** WHAT THE TASK REQUIRES **
Copy all entries without alteration and skip the pictures they hold.

Entries taken from a collection
****************

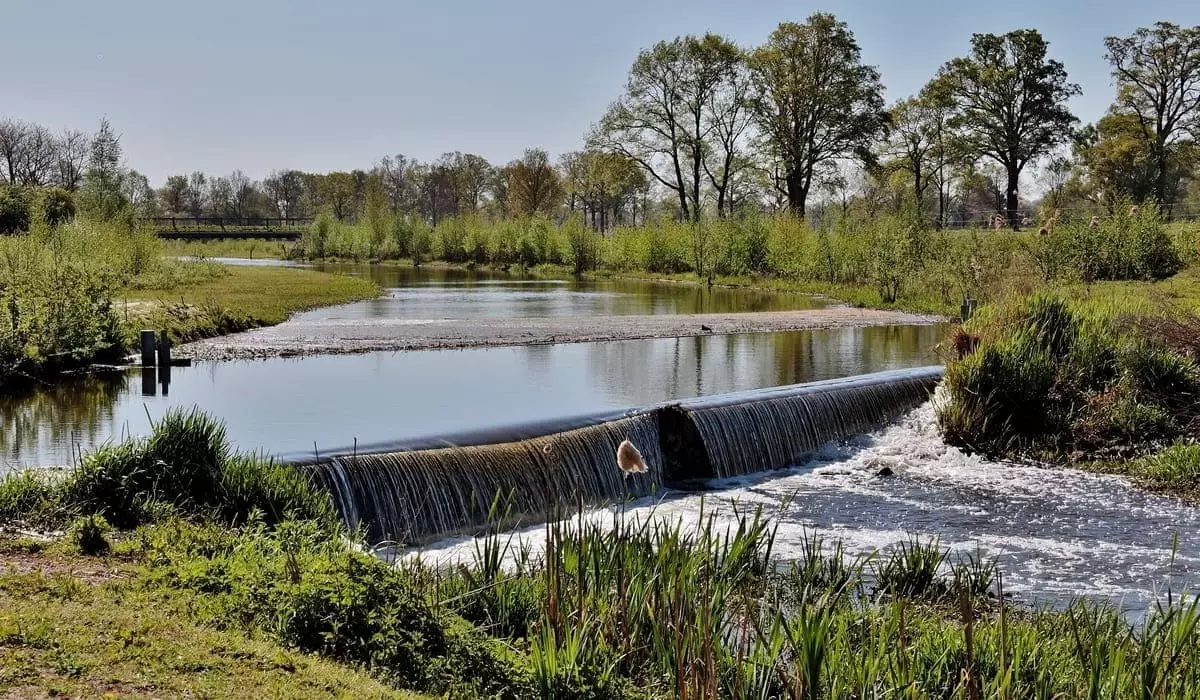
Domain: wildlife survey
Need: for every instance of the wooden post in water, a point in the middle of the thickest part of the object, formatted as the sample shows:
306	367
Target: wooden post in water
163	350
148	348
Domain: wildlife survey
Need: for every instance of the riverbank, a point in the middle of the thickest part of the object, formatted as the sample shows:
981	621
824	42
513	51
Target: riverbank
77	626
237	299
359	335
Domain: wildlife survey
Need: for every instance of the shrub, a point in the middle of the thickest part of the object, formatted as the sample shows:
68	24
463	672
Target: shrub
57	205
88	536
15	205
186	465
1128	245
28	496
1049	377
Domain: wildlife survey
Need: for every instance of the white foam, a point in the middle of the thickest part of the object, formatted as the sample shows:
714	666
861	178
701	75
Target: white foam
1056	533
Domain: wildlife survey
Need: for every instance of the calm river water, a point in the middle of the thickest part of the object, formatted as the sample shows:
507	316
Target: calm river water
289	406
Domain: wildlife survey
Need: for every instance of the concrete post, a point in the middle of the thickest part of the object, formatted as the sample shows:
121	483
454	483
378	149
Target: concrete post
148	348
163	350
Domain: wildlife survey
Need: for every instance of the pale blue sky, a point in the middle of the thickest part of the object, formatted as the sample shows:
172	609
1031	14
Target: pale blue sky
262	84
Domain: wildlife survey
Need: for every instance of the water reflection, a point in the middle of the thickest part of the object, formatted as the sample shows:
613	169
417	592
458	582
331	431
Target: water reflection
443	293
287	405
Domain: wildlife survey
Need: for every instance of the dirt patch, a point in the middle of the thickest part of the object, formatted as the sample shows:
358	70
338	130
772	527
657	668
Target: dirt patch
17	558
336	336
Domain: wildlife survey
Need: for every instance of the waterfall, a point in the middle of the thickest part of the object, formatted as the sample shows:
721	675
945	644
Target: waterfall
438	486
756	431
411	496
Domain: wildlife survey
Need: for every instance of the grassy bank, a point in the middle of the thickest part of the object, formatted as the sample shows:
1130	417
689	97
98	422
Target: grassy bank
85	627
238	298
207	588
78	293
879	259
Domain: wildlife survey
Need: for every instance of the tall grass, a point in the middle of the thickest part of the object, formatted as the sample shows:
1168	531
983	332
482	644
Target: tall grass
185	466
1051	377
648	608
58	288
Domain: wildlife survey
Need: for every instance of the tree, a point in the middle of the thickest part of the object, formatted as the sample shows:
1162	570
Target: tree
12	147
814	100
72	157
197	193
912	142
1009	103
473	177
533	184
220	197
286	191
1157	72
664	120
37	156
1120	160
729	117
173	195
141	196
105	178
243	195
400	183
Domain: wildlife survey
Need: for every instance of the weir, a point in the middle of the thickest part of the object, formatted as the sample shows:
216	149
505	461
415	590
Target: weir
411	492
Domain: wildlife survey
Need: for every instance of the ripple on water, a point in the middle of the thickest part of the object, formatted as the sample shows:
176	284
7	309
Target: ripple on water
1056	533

****************

** RESULT BELOW **
Domain: wildlife survey
Need: for every instance of the wooden post in water, a point in the middle of the thickest part of the object, formatted as the sample shows:
306	367
Target: wooden post in water
163	350
148	348
Domain: wildlife survey
Need: for every instance of the riverbank, a point in the middle of the thickest part of the object, formatted as the sample shows:
981	621
824	42
513	51
Target: riverbank
77	626
237	299
359	335
Domain: wildlife survey
Need: for every instance of the shrub, a point in the middle of the thickest part of the object, formatted as the sample shows:
68	24
463	672
Target: shrub
57	205
88	536
15	205
186	465
1128	245
28	496
1049	377
Domain: wildlife survey
Need: for every instance of the white foam, a point in the middle of the thickest part of the object, formatted as the sample shows:
714	666
861	178
701	75
Target: white foam
1056	533
Domain: wildlife survey
Need: for every instance of the calm river water, a point in the middle of the thickest part of the object, formatted as the sample shows:
507	316
Target: calm river water
289	406
Domain: wildlife survey
Need: for every instance of the concrete post, a point in the middle of the thickest part of the object, formatted as the sample shows:
121	483
454	483
378	149
Target: concrete post
148	348
163	350
Domain: wildlife survey
Need: for every instance of the pale blue sky, a point in the middle of the thickest part of the object, formatted as the sample shows:
172	609
1031	14
Target: pale blue sky
262	84
Domain: wildlife survey
Need: for every instance of the water reflection, a point in the middle of the thickest part of the object, formatted as the sample shows:
613	169
417	592
458	582
331	431
Target: water reflection
443	293
287	405
Domain: wildlife survey
Need: for every instance of the dirt patch, a point in the middle of the thickest part of the object, formatted as the sample shows:
358	70
338	130
772	527
657	668
Target: dirt patch
17	558
336	336
Domain: wildlife survey
Need: for every instance of the waterfall, a point in the middle of the thickest part of the object, formatted as the sample shows:
721	675
945	644
Target: waterfall
438	486
756	431
411	496
Domain: wildlife survey
Need: for every instance of the grassy bank, a point in the middle of the thickest part of the object, formatted as the sample shows:
1130	417
689	97
98	422
Target: grassy bank
85	627
238	298
207	588
78	293
879	259
Domain: wildlife survey
Need: for every instance of the tall grass, a point in the middle of the thickest part of the object, formatted as the sample shows:
1168	531
983	332
482	644
Target: tall grass
185	466
1051	377
648	608
58	288
Domain: wildlife survey
Need: for every instance of the tree, a point in the middle of the thickest part of the object, formatted as the sample shows:
1162	570
Target: tree
12	147
814	100
72	157
197	193
912	142
1009	103
473	177
533	184
220	197
286	191
1157	72
664	120
37	156
1120	160
729	117
173	195
141	196
105	178
243	195
400	183
Domain: wildlife survey
Need: for every instance of the weir, a point in the middle of the thickest part of the object, formatted as the sample shows:
216	149
505	461
415	590
Target: weir
411	492
Domain: wildlife survey
Need: for every instance of the ripple on water, a point in the middle of the thickest part of the object, formatted as the sample shows:
176	284
7	309
Target: ripple on water
1056	533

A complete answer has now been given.